"THE ROYAL BEADED MASK" Bamum Kingdom;
Beads, wood, fiber, and cloth. |
When Cameroon is in the news, it’s usually in relation to its authoritarian president Paul Biya, a corrupt and sometimes brutal dictator who enjoys sweeping unilateral power and has kept office since 1982. So it might be refreshing to be afforded a step away from the region’s present politics and toward its cultural history. Through late winter, Portlanders can do so with “The Spirits of the Grassland,” an evocative, transportive exhibit of icons, artifacts, and spirit masks from some of the many, many cultures and “kingdoms” of West Africa, what is now Cameroon and Nigeria.

================

> _Work task_:
List every material that the passage on the Cameroon exhibit gives for the royal beaded mask. The lines after this sentence have no connection to the passage on the Cameroon exhibit.

================

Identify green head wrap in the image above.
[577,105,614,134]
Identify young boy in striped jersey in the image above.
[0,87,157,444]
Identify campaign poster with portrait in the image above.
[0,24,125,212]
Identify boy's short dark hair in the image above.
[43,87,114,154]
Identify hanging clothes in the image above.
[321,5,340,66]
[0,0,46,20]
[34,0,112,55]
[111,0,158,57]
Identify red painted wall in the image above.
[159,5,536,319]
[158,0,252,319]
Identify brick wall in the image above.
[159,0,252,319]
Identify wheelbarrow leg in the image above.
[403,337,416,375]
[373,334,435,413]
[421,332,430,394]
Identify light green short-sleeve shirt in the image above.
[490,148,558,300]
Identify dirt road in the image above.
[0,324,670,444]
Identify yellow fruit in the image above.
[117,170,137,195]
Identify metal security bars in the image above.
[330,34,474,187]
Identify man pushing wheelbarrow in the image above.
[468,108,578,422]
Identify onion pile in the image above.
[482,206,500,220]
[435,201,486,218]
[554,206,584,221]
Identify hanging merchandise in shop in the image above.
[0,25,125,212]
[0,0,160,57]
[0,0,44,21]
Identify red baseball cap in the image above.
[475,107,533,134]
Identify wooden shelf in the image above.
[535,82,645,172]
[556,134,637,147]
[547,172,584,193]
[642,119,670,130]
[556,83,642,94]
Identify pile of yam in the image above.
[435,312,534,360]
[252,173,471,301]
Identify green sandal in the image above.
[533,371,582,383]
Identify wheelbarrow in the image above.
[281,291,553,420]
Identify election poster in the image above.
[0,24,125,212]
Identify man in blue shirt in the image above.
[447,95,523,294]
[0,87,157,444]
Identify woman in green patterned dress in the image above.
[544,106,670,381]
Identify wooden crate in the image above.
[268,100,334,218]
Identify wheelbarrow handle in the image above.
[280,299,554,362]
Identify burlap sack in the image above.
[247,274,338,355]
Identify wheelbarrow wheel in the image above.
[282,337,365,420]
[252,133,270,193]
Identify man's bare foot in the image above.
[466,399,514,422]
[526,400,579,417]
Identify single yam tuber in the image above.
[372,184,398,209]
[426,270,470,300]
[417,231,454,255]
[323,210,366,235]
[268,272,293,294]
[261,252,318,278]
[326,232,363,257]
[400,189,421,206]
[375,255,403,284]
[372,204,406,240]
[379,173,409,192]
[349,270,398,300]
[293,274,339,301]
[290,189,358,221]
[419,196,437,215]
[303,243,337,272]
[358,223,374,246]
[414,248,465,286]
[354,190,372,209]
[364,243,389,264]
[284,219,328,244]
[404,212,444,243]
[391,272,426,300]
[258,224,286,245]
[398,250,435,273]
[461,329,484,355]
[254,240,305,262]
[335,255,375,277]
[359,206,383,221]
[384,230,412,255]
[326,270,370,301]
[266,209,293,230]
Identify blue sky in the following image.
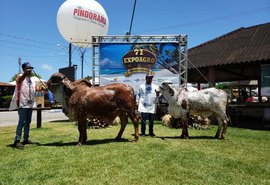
[0,0,270,82]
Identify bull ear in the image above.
[62,80,72,96]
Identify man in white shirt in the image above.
[10,62,36,148]
[138,74,158,137]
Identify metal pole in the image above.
[68,43,72,67]
[18,58,22,73]
[81,52,84,78]
[128,0,137,35]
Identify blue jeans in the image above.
[15,108,33,141]
[141,112,155,135]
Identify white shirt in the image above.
[9,74,36,110]
[138,83,158,114]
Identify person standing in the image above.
[138,74,158,137]
[10,62,36,148]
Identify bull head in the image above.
[47,73,72,96]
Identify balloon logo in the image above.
[57,0,109,48]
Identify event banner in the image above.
[100,43,179,91]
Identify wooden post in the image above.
[37,104,42,128]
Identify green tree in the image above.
[10,73,41,82]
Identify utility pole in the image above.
[18,57,22,73]
[68,43,72,67]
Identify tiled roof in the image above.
[188,23,270,69]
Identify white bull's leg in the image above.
[77,120,87,146]
[180,110,189,139]
[115,113,128,140]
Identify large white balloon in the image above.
[57,0,109,47]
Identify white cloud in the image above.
[41,64,53,71]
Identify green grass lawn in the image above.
[0,122,270,185]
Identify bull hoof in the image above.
[180,135,189,139]
[114,137,121,141]
[76,142,82,146]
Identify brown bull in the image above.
[47,73,139,145]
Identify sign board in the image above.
[99,43,180,92]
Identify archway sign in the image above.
[92,34,187,92]
[57,0,109,48]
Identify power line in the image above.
[136,7,270,33]
[0,33,57,46]
[0,39,58,50]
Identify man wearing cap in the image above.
[10,62,35,148]
[138,74,158,137]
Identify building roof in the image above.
[188,23,270,69]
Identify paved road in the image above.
[0,109,68,127]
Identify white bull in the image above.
[159,82,229,139]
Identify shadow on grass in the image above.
[49,119,72,123]
[155,136,217,140]
[40,139,131,147]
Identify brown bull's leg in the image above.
[130,113,139,142]
[115,113,128,140]
[220,120,228,139]
[77,120,87,146]
[180,120,189,139]
[215,115,223,139]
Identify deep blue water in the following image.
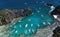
[0,0,60,35]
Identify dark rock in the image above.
[50,6,60,15]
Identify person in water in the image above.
[45,3,60,21]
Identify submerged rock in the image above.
[50,6,60,15]
[53,27,60,37]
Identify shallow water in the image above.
[0,0,60,35]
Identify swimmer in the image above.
[45,3,55,13]
[45,3,60,21]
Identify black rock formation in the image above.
[53,27,60,37]
[50,6,60,15]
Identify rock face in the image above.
[50,6,60,15]
[0,8,32,25]
[53,27,60,37]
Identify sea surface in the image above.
[0,0,60,35]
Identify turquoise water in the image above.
[0,0,60,37]
[10,7,54,36]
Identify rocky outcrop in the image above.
[0,8,32,25]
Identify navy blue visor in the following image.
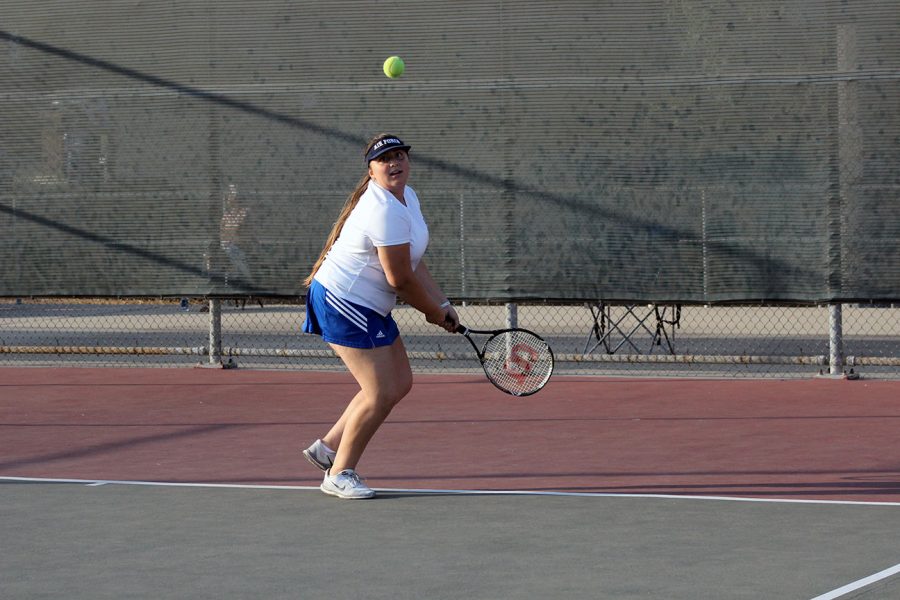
[366,135,412,164]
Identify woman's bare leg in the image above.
[323,337,412,473]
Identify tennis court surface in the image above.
[0,368,900,599]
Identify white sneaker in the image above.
[303,440,337,471]
[319,469,375,500]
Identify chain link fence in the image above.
[0,297,900,379]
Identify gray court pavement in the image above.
[0,480,900,600]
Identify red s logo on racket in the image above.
[506,343,538,382]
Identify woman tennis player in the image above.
[303,134,459,498]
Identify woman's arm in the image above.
[416,259,459,333]
[378,244,456,331]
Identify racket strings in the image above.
[483,331,553,396]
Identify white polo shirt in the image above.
[315,180,428,316]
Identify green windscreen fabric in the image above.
[0,0,900,303]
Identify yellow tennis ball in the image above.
[383,56,406,79]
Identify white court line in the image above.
[812,564,900,600]
[0,476,900,507]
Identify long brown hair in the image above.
[303,133,388,287]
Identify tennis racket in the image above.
[456,325,554,396]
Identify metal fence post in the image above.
[828,304,844,375]
[205,298,237,369]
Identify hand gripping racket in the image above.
[456,325,553,396]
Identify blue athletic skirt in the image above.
[303,280,400,348]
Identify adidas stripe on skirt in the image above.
[303,279,400,348]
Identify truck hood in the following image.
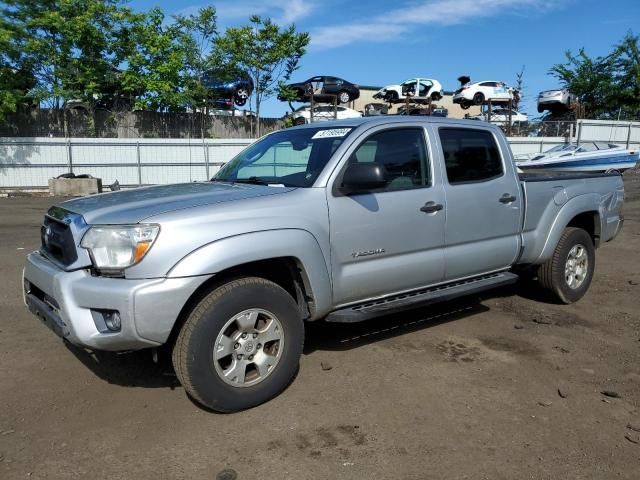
[60,182,293,224]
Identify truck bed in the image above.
[518,172,620,182]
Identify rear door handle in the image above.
[500,193,517,203]
[420,202,444,213]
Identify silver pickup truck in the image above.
[24,117,624,411]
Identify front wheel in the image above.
[173,277,304,412]
[384,90,399,103]
[538,227,596,304]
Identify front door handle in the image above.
[500,193,517,203]
[420,202,444,213]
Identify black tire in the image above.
[538,227,596,304]
[338,90,351,103]
[384,91,399,103]
[172,277,304,412]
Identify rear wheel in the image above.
[233,87,249,107]
[538,227,596,304]
[173,277,304,412]
[338,90,351,103]
[473,92,484,105]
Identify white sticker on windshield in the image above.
[311,128,351,140]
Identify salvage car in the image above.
[396,105,449,117]
[202,71,253,107]
[291,105,362,125]
[278,75,360,103]
[469,108,529,126]
[23,115,624,412]
[538,88,578,113]
[373,78,442,103]
[453,76,520,110]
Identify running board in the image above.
[325,272,518,323]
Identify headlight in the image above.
[80,225,160,270]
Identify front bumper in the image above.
[23,252,210,351]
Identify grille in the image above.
[40,217,78,265]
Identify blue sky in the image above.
[130,0,640,116]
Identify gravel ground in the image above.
[0,171,640,480]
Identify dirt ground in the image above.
[0,172,640,480]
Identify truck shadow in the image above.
[64,342,180,390]
[304,297,490,355]
[64,285,548,389]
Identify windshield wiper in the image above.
[231,177,269,185]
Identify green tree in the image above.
[549,33,640,119]
[212,15,310,136]
[0,10,36,122]
[122,8,191,111]
[174,7,218,113]
[611,32,640,119]
[2,0,135,108]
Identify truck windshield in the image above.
[211,127,352,187]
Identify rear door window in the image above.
[439,128,504,185]
[349,128,431,191]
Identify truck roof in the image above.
[292,115,500,130]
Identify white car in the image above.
[453,76,520,110]
[469,108,529,126]
[538,88,578,113]
[373,78,442,103]
[291,105,362,125]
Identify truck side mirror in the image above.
[340,162,387,194]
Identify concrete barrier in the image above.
[49,178,102,197]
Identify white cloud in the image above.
[311,0,565,49]
[176,0,318,24]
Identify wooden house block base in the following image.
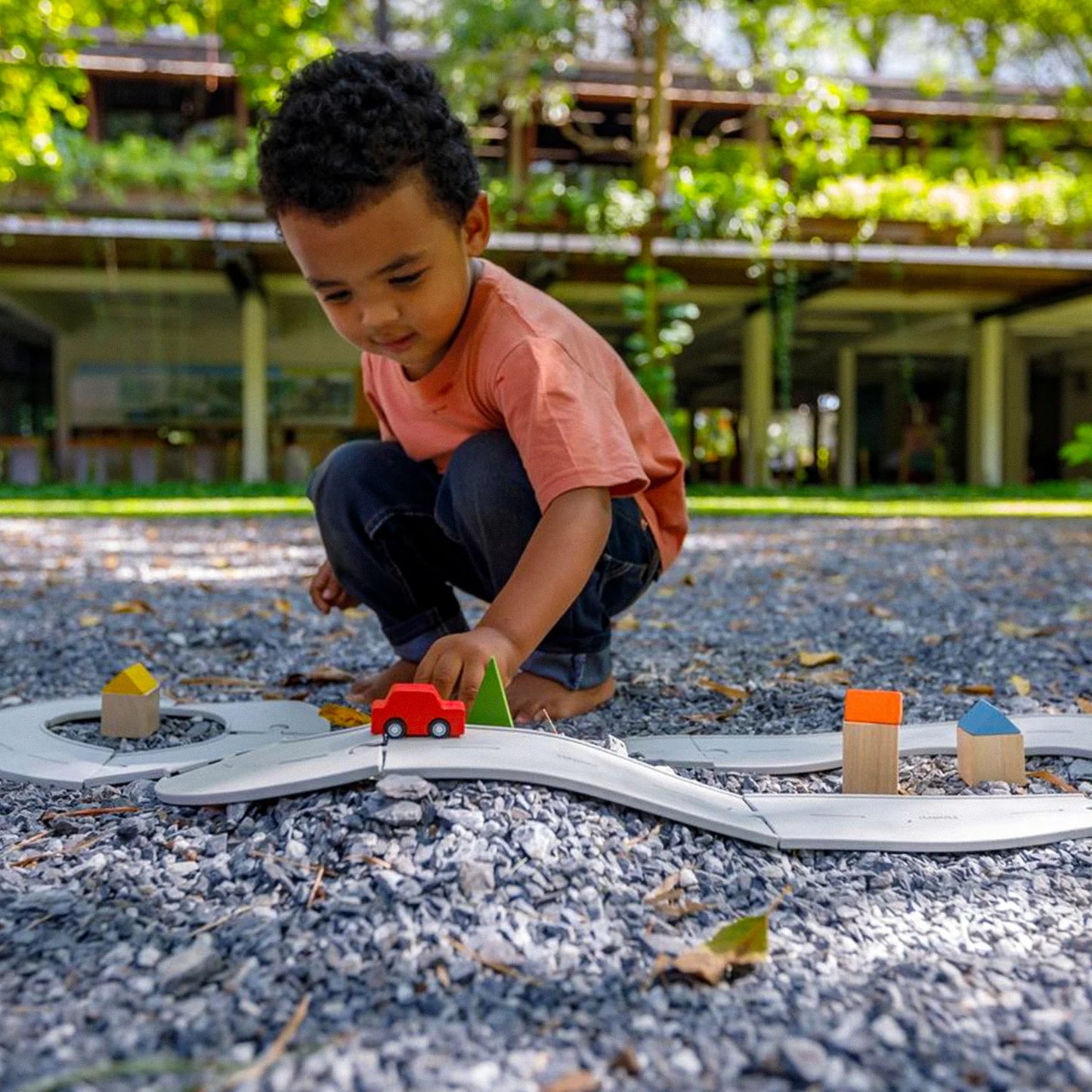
[101,687,159,739]
[955,729,1028,785]
[842,721,899,796]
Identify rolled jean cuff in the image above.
[522,648,611,690]
[388,617,469,664]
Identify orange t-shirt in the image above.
[361,261,687,569]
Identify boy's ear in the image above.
[463,190,490,258]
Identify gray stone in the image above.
[157,935,221,993]
[459,861,497,899]
[781,1035,827,1084]
[375,800,424,827]
[376,773,436,800]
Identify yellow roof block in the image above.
[103,664,159,694]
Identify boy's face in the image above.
[280,172,489,379]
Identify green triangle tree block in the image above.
[466,660,515,729]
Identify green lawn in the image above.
[0,481,1092,518]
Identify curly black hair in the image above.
[258,50,481,226]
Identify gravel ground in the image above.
[0,518,1092,1092]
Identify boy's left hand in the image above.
[414,626,522,709]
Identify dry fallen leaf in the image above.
[110,599,155,614]
[1028,770,1080,793]
[608,1046,641,1077]
[540,1069,603,1092]
[177,675,268,690]
[807,667,852,685]
[319,704,371,729]
[997,621,1055,641]
[698,676,749,701]
[798,652,842,667]
[304,664,353,682]
[648,886,788,986]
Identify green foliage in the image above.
[0,0,345,184]
[1058,422,1092,466]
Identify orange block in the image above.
[845,690,902,724]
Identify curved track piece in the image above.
[623,715,1092,775]
[156,727,776,845]
[157,727,1092,853]
[383,727,776,845]
[155,727,384,805]
[744,793,1092,853]
[0,694,329,788]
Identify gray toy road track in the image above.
[157,727,1092,853]
[623,715,1092,775]
[0,694,329,788]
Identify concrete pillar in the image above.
[1004,338,1030,485]
[969,316,1004,486]
[54,333,79,481]
[743,307,773,488]
[241,290,268,481]
[837,348,857,489]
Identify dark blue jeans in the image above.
[307,432,660,690]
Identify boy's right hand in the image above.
[310,560,360,614]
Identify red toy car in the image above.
[371,682,466,739]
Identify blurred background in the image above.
[0,0,1092,488]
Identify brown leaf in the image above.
[607,1046,641,1077]
[650,888,788,986]
[797,652,842,667]
[319,704,371,729]
[698,677,750,701]
[997,620,1057,641]
[1028,770,1080,793]
[304,664,353,682]
[540,1069,603,1092]
[110,599,155,614]
[176,675,268,690]
[657,899,713,922]
[642,873,682,903]
[807,667,851,685]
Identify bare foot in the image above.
[345,660,417,709]
[508,672,614,724]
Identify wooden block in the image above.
[99,664,159,739]
[101,685,159,739]
[842,721,899,796]
[845,690,902,724]
[955,727,1028,785]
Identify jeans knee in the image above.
[307,440,407,524]
[437,432,534,525]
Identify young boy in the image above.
[258,52,687,722]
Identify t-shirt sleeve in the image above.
[490,338,648,511]
[360,353,394,440]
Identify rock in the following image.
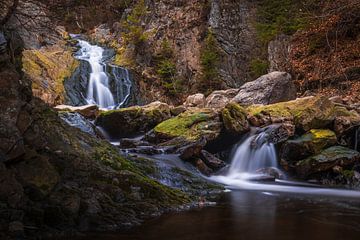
[280,129,337,163]
[178,138,206,161]
[231,72,296,105]
[54,104,99,119]
[205,89,239,108]
[154,108,222,142]
[256,167,285,179]
[22,43,79,106]
[0,31,7,54]
[9,221,24,237]
[247,97,337,132]
[59,112,98,136]
[170,105,186,116]
[95,102,171,139]
[193,159,213,176]
[184,93,205,108]
[221,103,250,135]
[200,150,226,171]
[295,146,360,179]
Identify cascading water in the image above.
[73,39,132,109]
[209,127,360,198]
[78,40,115,108]
[228,128,278,178]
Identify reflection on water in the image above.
[79,191,360,240]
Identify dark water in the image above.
[80,190,360,240]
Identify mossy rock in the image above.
[95,102,171,138]
[247,97,336,131]
[154,108,221,142]
[221,103,250,135]
[280,129,337,162]
[22,43,79,105]
[296,146,360,178]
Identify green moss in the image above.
[250,58,269,78]
[154,111,214,140]
[221,103,249,133]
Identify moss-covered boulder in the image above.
[296,146,360,179]
[154,108,222,142]
[247,97,336,131]
[95,102,171,138]
[221,103,250,135]
[280,129,337,164]
[22,42,79,105]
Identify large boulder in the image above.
[232,72,296,105]
[95,102,171,138]
[296,146,360,179]
[221,103,250,135]
[184,93,205,107]
[54,104,99,118]
[205,89,239,108]
[154,108,222,142]
[280,129,337,164]
[247,97,349,132]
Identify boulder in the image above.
[184,93,205,108]
[221,103,250,135]
[205,89,239,108]
[154,108,222,142]
[280,129,337,163]
[54,104,99,119]
[200,150,226,171]
[295,146,360,179]
[95,101,171,139]
[247,96,337,132]
[232,72,296,105]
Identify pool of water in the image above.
[79,190,360,240]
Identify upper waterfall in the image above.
[75,39,132,109]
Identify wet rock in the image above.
[221,103,250,135]
[205,89,239,108]
[280,129,337,162]
[154,108,222,142]
[295,146,360,178]
[232,72,296,105]
[247,97,337,132]
[54,104,99,119]
[184,93,205,108]
[95,102,171,138]
[9,221,24,237]
[256,167,285,179]
[200,150,226,171]
[59,112,98,136]
[170,106,186,116]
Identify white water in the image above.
[209,126,360,198]
[78,40,115,108]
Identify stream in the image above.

================

> _Exercise output_:
Beads, wood, fiber, and cloth.